##### Selection

So... anything on the file permission/ownership item - my original question:



jcgriff2 said:


> Have you changed any file permission settings or "Taken Ownership" of any folders/files?


Have you had any system crashes - any indications that a Blue Screen (BSOD) has appeared? How old is this Vista installation and was it an XP upgrade?

Do you have the Vista DVD to try a "system repair" that would copy in fresh system drivers and files? (This would not result in the loss of user profile files)? Any problem with installed programs?

Did your system come with a trial version of Office 2007?

Regards. . .

jcgriff2


----------



## tonedef (Apr 1, 2008)

I'm not aware of changing any of the ownership, a few people use the computer so maybe someone did by mistake.

I tried the sfc /scannow again, it stopped at 73%, same as the other times.

The computer had two major crashes, the last one it wouldn't work for about a day, then it came back on but everything was erased, so like the fist time turning it on.

I don't have the dvd, the computer came with it installed. It is not an upgrade. And yes it does have a trial version of office but then I bought a copy and tried to install it and this is when the problem started. I have also tried using my verification to unlock the trial version but that doesn't work either.

Not sure where to now, I guess try and get my hands on a Vista dvd.

##########
##### Provided information

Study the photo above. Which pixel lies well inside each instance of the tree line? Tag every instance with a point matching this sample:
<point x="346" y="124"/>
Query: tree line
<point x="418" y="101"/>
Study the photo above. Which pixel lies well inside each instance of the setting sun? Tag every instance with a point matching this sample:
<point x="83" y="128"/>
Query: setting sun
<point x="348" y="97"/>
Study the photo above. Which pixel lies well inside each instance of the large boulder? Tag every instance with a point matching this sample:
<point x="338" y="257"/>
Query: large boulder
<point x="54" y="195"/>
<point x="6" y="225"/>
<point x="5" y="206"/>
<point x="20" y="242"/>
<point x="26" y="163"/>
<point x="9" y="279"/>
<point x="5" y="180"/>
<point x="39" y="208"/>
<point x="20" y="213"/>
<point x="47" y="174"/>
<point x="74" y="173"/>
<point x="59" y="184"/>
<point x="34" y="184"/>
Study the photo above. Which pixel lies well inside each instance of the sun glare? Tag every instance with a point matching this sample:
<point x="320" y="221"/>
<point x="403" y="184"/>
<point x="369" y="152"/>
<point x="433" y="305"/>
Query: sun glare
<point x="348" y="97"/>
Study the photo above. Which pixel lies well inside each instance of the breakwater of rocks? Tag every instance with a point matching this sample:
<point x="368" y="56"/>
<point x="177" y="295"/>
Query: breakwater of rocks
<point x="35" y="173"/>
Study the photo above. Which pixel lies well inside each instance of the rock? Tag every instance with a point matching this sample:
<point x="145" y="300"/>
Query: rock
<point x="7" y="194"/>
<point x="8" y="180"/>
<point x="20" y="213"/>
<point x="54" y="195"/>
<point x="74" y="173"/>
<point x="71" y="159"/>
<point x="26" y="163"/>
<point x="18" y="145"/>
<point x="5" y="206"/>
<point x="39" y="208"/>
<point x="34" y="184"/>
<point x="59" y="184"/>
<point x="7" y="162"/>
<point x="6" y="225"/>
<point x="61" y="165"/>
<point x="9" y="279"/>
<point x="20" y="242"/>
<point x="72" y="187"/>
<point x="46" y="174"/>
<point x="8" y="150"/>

##########

## Tasks
• 1. Rewrite the Vista thread from "The computer had" to "doesn't work either.", changing "trial version" to "demo version".
• 2. Answer these questions about the Vista thread:
(a) At what percentage did sfc /scannow stop?
(b) What state was the computer in when it came back on after the last crash?
(c) Was the Vista installation an upgrade?

## Solutions
• 1.
The computer had two major crashes, the last one it wouldn't work for about a day, then it came back on but everything was erased, so like the fist time turning it on.

I don't have the dvd, the computer came with it installed. It is not an upgrade. And yes it does have a demo version of office but then I bought a copy and tried to install it and this is when the problem started. I have also tried using my verification to unlock the demo version but that doesn't work either.

• 2.
(a) 73%
(b) Everything was erased, like turning it on for the first time.
(c) No, it is not an upgrade.